_ACTIONS TO TAKE:_
1. Using the Sea Base history text, decide whether each statement agrees with it, answering yes or no and quoting the words of the text that settle it: (a) The toll on the Overseas Highway was removed in 1954. (b) The rescue train was washed off the tracks on Lower Matecumbe Key. (c) The Toll Gate Inn was a 20-room motel.
2. Continue the Sea Base history text, picking up after its final sentence.

_QUOTED TEXT:_
--------

Sea Base, formerly known as Florida National High Adventure Sea Base, is a high adventure program base run by the Boy Scouts of America (BSA) in the Florida Keys. Its counterparts are the Philmont Scout Ranch in northern New Mexico, the Northern Tier National High Adventure Bases in Ely, Minnesota as well as Manitoba and Ontario in Canada, and The Summit Bechtel Family National Scout Reserve near the New River Gorge National Park in southern West Virginia.

The main Sea Base is located in Islamorada, Florida on the end of Lower Matecumbe Key. Other bases include the Brinton Environmental Center located on Summerland Key (which oversees Big Munson Island located 5.5 miles southeast) the Bahamas Sea Base in Marsh Harbour, Abaco, Bahamas, and the USVI Sea Base with locations in St. Thomas.

The Florida Sea Base Conference Center has become an alternative training site to the Philmont Training Center and the Summit Bechtel Reserve. Most conferences it hosts are for professionals or national level committees, but it also hosts conferences for outside groups.

Early history
In 1928, the Sea Base property was the site for the first ferry terminal in the original overseas highway. Cars would board the boat and travel to No Name Key, where the road would continue. The Terminal Lunch stand, later called the Ferry Slip Cafe opened around the same time. In the Early 1930s, the property was known as WPA camp number 3. WPA workers were building a new highway parallel to the Overseas Railroad. The 1935 Labor Day Hurricane changed everything. The entire camp was destroyed in the storm. Most of the workers who lived at the camp were World War I veterans. Many of the workers were being evacuated to Homestead when their rescue train was washed off the tracks on Upper Matecumbe Key. Over 450 people died in the Islamorada area during the hurricane. The evidence of the workers' progress is still evident today. Veterans Key, in front of Sea Base's marina, is a man-made island made for a highway right-of-way. 8 bridge pilings protrude out of the water about a quarter of a mile west of veterans Key, for a bridge that was to connect Lower Matecumbe Key and Jewfish Bush Key and was never built.

The new Overseas Highway completed in 1938, included a toll house on the current location of Sea Base's commissary. The toll was removed in 1954. The Ferry Slip Cafe became the Toll Gate Inn and it was owned by local shark fisherman, Wynn Tyler. The Toll Gate Inn was a 10-room motel, a bar, restaurant, marina, and gas station. The marina was dredged in the early 1950s, at the same time that most of the canals in Lower Matecumbe Key were dredged out.

--------

_DATA PROVIDED:_
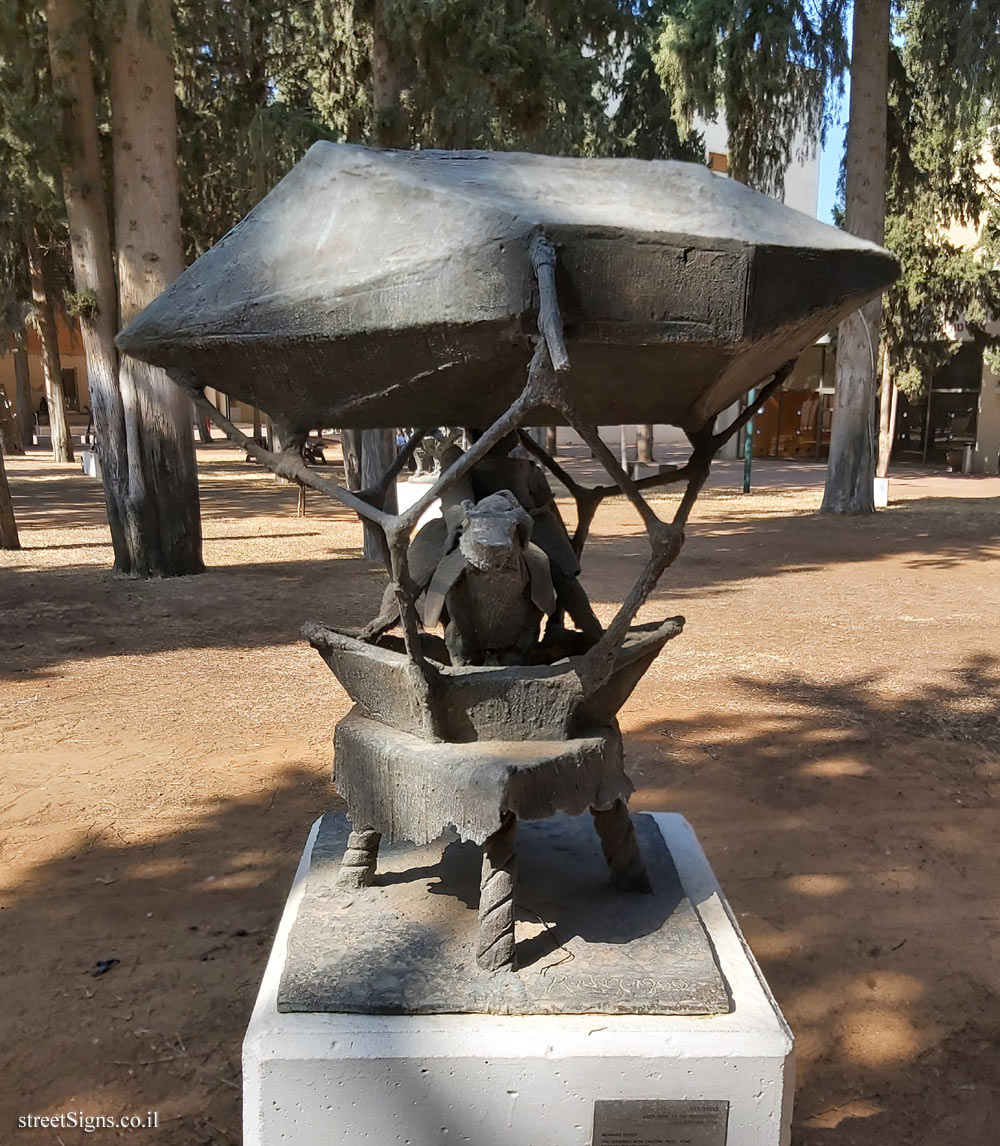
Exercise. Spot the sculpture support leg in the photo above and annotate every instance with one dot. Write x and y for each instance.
(495, 944)
(357, 865)
(621, 848)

--------

_ANSWERS:_
1.
(a) Yes: "The toll was removed in 1954."
(b) No: "their rescue train was washed off the tracks on Upper Matecumbe Key."
(c) No: "The Toll Gate Inn was a 10-room motel, a bar, restaurant, marina, and gas station."

2.
New beginning
In 1974 a handful of volunteers from Miami, Florida and Atlanta, Georgia came together to develop a high adventure program using the waters in and around the Florida Keys as their foundation. The BSA National High Adventure chairman, John R Donnell Sr, asked the then Camping Director of the South Florida Council, Sam Wampler, to coordinate trips to Freeport in The Bahamas. Sam, using his station wagon and a warehouse, operated this program until 1979. The original Florida Gateway High Adventure committee members were Paul Benedum, John R Donnell Sr., Spurgeon Gaskin, Ernie Jamison, and chairman Charlie Topmiller. In 1977 over 700 participants were in the program, urging the Florida Gateway committee to look for a permanent location for a camp. Under Wampler's leadership, the National Council received a 1.3-million-dollar grant from the Fleischmann Foundation. Following some extensive research, the Old Toll Gate Motel and Marina and  was purchased in 1979 at a cost of $800,000. The remaining $500,000 was used to construct the sailing dorms, the quarterdeck, general manager's residence, to repair to the T-dock, purchase a SCUBA compressor, and renovate the restaurant to a dining hall and office.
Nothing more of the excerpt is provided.